== Tarefas pedidas ==
a: No excerto sobre o candidato-Presidente, com que ministro disse ele ter falado antes de chegar ao quartel de bombeiros do Dafundo?
b: Prossiga o excerto sobre o candidato-Presidente a partir do ponto em que termina.

== Excerto fornecido ==
+---+

No quartel de bombeiros ou à frente do Hospital de Santa Maria, o candidato-Presidente foi usando esta proximidade ora para dar garantias, ora para sacudir uma responsabilidade do dia-a-dia. Exemplos? Ora, no Dafundo disse ao comandante Carlos Jaime que tinha falado com o ministro Eduardo Cabrita antes de ali chegar e também com o presidente da Liga dos Bombeiros, o social-democrata, Jaime Marta Soares, para aferir o que se passava com a vacinação dos bombeiros e ali deixou logo a novidade que o processo será “acelerado”. Os bombeiros que têm contacto de risco com a Covid-19 fazem parte do grupo de quem presta serviços essenciais, onde estão as Forças Armadas, por exemplo, e é aí que vão manter-se embora com esta sinalização de serem vacinados mais rapidamente, detalhou Marcelo perante a corporação.
Já sobre as enchentes nas secções de voto antecipado que estiveram em funcionamento este domingo, o candidato-Presidente, atirou a responsabilidade para o mesmo ministro: “O Governo o que me disse é que estava convencido que chegava”. E a mesma estratégia quando a questão foi sobre a necessidade de requisição civil na saúde, a passar responsabilidades para o lado executivo: “O que me foi dito pelo Governo é que não é preciso recorrer”. “Se um dia não houver acordo então é evidente que o Governo é o primeiro a saber que recorrerá a requisição civil”, deixou ali garantido em jeito de aviso.

+---+

== Dados fornecidos ==
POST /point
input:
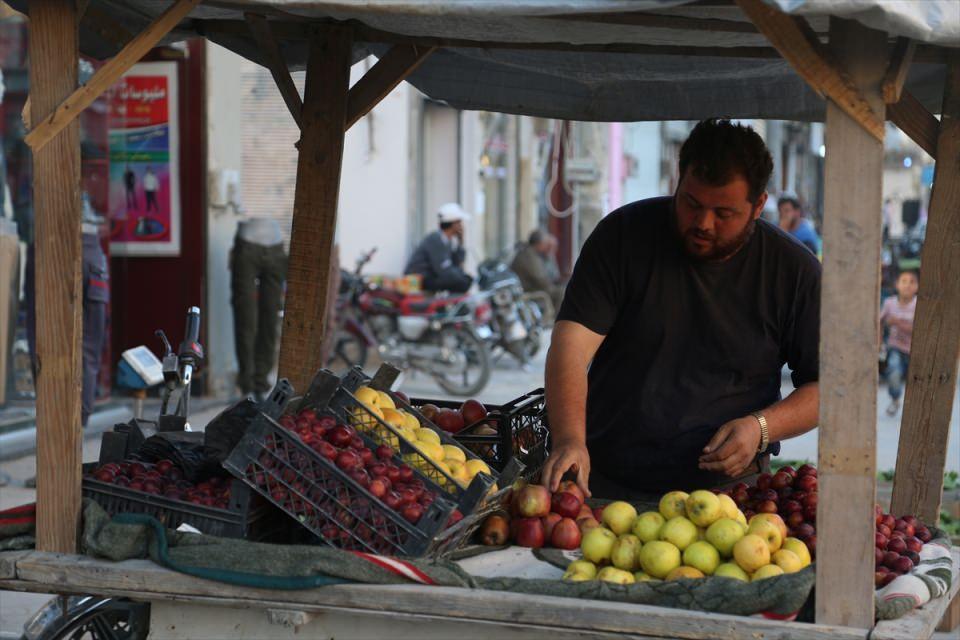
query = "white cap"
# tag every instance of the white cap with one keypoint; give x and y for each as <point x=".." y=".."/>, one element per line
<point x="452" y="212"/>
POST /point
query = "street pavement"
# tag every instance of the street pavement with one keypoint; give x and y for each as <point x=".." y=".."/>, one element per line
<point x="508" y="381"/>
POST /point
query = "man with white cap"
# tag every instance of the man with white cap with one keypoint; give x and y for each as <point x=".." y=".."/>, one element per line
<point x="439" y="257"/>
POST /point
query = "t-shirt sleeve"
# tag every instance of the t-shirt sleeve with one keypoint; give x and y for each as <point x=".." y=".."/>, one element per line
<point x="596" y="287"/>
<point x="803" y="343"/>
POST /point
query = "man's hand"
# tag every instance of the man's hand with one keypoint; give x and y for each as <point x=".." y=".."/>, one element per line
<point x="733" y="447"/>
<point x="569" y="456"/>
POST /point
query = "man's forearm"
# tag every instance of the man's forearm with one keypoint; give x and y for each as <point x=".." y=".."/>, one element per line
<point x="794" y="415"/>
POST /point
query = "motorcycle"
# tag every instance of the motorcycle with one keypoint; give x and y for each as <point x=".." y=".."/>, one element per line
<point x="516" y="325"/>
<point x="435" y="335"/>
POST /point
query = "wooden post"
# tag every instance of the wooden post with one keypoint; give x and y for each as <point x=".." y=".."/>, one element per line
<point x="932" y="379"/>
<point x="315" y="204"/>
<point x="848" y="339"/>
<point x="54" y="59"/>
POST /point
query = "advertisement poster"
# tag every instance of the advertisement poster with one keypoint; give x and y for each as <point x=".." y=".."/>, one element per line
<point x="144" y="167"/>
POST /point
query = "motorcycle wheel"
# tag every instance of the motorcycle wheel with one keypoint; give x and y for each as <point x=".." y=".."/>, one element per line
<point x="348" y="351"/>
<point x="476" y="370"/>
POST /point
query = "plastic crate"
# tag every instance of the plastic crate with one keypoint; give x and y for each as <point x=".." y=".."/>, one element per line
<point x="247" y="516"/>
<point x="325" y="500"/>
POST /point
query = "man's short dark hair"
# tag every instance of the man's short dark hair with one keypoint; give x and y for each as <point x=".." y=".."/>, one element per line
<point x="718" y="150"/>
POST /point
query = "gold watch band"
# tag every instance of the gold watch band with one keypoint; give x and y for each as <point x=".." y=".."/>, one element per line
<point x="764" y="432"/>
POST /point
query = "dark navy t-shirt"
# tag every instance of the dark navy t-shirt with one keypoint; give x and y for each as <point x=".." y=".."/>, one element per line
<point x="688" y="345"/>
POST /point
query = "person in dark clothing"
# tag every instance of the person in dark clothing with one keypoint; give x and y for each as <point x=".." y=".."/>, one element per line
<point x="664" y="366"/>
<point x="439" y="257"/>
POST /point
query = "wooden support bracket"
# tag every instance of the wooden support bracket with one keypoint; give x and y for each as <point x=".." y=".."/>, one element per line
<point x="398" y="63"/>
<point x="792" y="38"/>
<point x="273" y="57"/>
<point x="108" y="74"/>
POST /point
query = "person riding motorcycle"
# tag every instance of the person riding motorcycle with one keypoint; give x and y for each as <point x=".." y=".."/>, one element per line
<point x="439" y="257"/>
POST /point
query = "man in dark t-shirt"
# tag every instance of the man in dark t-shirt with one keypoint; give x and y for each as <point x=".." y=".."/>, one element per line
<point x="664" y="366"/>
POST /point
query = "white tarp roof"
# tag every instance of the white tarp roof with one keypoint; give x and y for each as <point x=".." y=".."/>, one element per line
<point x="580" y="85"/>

+---+

== Conjunto de respostas ==
a: Com o ministro Eduardo Cabrita.

b:
Já quanto ao aviso que quis deixar frente ao Hospital de Santa Maria, aí o Governo já passa de via escapatória, para um par com quem Marcelo se coordena a cada minuto. Carregou no alerta aos portugueses, mas tudo concertado com a ministra da Saúde que falou, antes dele, no Hospital Garcia da Orta, em Almada, garantiu aos jornalistas. Sabe que esta colagem é criticada pelos adversários e por isso, pelo meio vai ressalvando que tem de ser, os tempos de pandemia exigem isso mesmo e quando tem ser Presidente é. E será no resto da campanha. No domingo, tiram-se as teimas a esta proximidade. Aliás, o candidato admite que mesmo a gestão que tem feito desta pandemia será avaliada no dia 24 — “naturalmente estou sujeito ao escrutínio dos portugueses daqui a oito dias”, respondeu quando questionado sobre isto mesmo. E vai convencido de que terá nota alta.
Marcelo puxa orelhas aos portugueses que ainda não perceberam “situação muito crítica”
Aquela selfie que andava perdida neste Marcelo em campanha pandémica chegou este domingo, nos Bombeiros do Dafundo, perante o pedido dos vários elementos da corporação que ali estiveram para cumprimentar à cotovelada o “senhor Presidente”. Marcelo circulou por todos, com uma conversa banal: “Há quantos anos é bombeiro/a?”; “Ena, começou cedo!”. No final esteve ao longe a enquadrar todos os presentes ali à porta do quartel com o telemóvel de um deles na mão. Em terreno desfavorável aos afetos a que está habituado, Marcelo pôde desconfinar por minutos uma das especializações que tirou em cinco anos de Belém, a do homem-selfie.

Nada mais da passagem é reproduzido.